■ Exercise objective ■
Locate the line that contains "I would appreciate it if you could identify the rolling", then copy it and all later lines of the data below exactly, through the last one.

■ Provided data ■
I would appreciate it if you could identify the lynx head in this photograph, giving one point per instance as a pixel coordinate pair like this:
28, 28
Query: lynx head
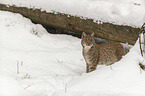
87, 40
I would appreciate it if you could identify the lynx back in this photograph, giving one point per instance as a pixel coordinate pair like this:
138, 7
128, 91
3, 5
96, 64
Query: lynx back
100, 54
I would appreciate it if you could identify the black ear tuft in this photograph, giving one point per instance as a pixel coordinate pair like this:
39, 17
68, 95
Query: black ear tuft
92, 34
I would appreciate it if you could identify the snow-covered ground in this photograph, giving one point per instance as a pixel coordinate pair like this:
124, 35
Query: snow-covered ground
122, 12
36, 63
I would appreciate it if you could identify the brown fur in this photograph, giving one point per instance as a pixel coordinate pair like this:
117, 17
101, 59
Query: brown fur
100, 54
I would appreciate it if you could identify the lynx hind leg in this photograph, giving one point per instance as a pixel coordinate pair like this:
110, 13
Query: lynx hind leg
90, 68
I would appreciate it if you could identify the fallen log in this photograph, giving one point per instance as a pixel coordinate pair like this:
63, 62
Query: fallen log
62, 23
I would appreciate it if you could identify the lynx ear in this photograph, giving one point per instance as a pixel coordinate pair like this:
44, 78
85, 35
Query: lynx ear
92, 34
84, 34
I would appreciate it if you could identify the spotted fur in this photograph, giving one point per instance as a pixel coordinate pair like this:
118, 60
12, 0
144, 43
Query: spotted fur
100, 54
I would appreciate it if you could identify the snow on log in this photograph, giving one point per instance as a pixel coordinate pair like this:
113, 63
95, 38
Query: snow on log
63, 23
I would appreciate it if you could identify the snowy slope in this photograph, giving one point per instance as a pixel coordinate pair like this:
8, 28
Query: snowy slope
122, 12
38, 60
36, 63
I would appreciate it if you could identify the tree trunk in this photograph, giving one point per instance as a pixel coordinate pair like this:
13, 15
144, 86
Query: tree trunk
71, 24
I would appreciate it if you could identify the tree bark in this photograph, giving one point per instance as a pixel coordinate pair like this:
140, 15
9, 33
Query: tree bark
74, 24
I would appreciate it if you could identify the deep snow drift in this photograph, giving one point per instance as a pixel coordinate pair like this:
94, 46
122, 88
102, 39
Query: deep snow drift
122, 12
36, 63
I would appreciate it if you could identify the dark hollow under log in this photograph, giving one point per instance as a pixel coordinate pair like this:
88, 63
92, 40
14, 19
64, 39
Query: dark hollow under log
62, 23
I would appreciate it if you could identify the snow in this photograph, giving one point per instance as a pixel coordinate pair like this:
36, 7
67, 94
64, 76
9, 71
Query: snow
36, 63
121, 12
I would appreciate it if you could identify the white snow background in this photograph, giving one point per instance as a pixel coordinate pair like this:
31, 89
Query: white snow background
36, 63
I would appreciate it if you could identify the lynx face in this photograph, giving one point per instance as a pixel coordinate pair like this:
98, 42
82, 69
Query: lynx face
87, 40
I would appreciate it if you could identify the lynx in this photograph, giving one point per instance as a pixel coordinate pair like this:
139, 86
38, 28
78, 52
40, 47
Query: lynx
100, 54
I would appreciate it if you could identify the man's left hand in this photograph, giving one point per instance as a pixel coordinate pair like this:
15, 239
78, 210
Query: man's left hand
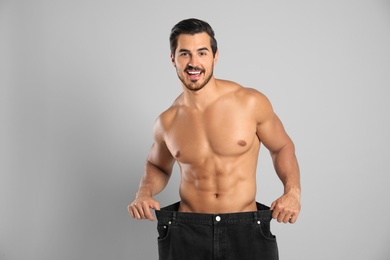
286, 209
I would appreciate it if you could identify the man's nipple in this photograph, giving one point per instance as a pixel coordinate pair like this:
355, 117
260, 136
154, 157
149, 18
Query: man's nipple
241, 143
177, 155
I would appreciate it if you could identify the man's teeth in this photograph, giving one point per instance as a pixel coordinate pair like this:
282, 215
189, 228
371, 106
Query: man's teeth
193, 72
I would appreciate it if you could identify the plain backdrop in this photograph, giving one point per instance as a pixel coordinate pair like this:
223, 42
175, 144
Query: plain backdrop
82, 82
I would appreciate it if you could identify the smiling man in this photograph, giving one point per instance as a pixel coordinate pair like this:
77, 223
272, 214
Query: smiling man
214, 130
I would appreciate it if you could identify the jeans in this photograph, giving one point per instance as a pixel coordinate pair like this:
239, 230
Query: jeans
228, 236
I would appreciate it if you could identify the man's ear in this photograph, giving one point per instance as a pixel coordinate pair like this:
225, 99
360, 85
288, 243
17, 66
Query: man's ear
216, 57
173, 60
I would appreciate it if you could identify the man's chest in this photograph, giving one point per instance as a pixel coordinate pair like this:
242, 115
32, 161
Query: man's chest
194, 137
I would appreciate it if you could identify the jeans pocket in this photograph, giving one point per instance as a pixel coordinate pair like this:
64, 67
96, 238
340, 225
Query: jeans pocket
163, 231
265, 230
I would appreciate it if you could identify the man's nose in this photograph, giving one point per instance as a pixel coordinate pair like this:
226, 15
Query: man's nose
194, 61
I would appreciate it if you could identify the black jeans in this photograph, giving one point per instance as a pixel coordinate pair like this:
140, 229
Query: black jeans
232, 236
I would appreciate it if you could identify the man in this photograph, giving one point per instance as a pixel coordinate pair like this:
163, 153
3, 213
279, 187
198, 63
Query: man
213, 130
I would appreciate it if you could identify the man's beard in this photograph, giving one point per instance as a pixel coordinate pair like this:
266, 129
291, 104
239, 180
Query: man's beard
195, 85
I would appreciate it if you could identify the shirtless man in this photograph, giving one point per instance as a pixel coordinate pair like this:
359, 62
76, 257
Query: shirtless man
214, 130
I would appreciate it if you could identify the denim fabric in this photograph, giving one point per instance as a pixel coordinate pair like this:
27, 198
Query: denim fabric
231, 236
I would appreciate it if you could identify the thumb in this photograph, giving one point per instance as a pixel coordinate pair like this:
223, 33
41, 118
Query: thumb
155, 206
273, 205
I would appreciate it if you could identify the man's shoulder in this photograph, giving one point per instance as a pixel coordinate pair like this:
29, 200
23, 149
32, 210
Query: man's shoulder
166, 118
245, 94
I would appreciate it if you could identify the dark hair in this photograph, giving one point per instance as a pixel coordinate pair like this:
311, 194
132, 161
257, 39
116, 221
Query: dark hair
192, 26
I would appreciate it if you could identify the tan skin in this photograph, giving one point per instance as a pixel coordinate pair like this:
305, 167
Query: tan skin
214, 134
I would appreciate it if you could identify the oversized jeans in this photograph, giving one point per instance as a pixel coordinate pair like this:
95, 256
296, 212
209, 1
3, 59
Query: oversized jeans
228, 236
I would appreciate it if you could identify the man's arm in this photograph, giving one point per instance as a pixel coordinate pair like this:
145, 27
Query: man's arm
271, 132
158, 170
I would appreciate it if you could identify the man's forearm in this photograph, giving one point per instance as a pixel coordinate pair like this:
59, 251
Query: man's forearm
286, 166
153, 181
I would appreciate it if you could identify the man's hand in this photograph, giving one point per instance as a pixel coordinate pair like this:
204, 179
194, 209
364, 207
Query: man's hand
286, 208
140, 207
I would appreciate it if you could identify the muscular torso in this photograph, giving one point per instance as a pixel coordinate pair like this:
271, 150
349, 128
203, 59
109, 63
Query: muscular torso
217, 150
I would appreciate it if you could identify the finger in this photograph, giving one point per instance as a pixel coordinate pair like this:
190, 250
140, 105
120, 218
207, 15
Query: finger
293, 219
276, 212
273, 205
130, 211
134, 212
287, 218
148, 212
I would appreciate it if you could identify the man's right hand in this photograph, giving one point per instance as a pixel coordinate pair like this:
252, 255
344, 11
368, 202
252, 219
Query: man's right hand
141, 207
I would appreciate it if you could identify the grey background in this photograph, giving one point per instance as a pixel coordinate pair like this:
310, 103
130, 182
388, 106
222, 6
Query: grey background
83, 81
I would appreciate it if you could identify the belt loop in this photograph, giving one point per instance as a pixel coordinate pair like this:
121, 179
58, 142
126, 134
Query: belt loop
174, 217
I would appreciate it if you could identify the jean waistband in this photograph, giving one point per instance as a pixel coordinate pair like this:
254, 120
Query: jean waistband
170, 213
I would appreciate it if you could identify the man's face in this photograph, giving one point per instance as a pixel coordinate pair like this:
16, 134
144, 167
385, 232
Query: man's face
193, 60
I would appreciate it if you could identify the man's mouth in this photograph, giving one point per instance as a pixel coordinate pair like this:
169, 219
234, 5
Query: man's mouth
194, 73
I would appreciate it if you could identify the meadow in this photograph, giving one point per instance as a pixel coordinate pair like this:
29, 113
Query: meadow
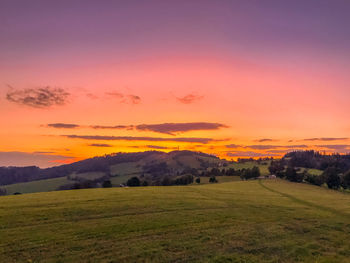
245, 221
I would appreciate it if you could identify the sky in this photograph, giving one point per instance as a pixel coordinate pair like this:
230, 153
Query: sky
234, 78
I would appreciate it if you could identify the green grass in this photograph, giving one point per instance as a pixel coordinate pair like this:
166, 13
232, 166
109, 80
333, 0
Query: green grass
220, 179
88, 175
120, 179
126, 168
37, 186
263, 167
314, 171
247, 221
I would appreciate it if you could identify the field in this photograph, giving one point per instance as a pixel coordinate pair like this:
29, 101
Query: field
250, 221
220, 179
263, 167
37, 186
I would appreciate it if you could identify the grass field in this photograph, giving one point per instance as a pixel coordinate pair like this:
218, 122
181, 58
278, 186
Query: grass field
37, 186
220, 179
263, 167
248, 221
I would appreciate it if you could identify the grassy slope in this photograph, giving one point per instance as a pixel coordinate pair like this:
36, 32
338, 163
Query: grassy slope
220, 179
251, 221
263, 167
37, 186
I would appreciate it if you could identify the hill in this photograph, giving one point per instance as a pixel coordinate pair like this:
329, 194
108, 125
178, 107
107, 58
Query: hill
116, 168
247, 221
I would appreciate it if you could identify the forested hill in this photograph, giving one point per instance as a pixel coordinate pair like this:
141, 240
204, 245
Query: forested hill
179, 161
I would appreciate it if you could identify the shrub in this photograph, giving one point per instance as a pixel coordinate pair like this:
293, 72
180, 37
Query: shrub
212, 179
333, 179
107, 184
133, 181
3, 191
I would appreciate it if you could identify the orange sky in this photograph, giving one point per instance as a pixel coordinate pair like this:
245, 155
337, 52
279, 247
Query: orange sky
270, 94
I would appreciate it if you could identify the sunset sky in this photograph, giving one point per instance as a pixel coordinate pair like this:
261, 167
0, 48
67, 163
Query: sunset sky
231, 78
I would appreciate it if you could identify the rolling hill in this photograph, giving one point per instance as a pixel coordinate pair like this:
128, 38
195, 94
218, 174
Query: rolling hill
118, 168
246, 221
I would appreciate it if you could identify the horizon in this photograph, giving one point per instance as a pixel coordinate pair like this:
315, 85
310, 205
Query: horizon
234, 79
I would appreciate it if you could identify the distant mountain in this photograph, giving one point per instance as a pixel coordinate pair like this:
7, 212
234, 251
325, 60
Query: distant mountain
150, 163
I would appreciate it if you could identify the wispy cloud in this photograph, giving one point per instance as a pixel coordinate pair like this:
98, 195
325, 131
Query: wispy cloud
336, 147
326, 139
131, 138
116, 127
266, 147
158, 147
249, 154
125, 98
234, 146
43, 97
165, 128
100, 145
266, 140
189, 99
41, 159
171, 128
63, 125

■ Response to this exercise ■
I would appreciate it if you could identify the rolling hill in this photograph, giving one point per instance as a pixel coordinate pair like this:
128, 38
195, 94
218, 174
Query: rolling hill
118, 168
246, 221
I would appreciate it if you could identify the horizon in this photograph, giving one point per instance as a pixel coordinate pair like this:
315, 85
310, 205
Query: horizon
234, 79
I would appreciate it if you could identify the distant mountain in this photograph, giving one point per instance as a pixel coordinate pair like this:
7, 212
234, 251
325, 60
Query: distant mountain
150, 163
I would appreciate it if you could identify the wispy cloud in this photograph, giving one point per instance as a pixel coordinate pair like this:
98, 195
325, 131
Query: wispy cloud
336, 147
326, 139
131, 138
116, 127
266, 147
158, 147
249, 154
125, 98
234, 146
43, 97
165, 128
100, 145
266, 140
189, 99
41, 159
171, 128
63, 125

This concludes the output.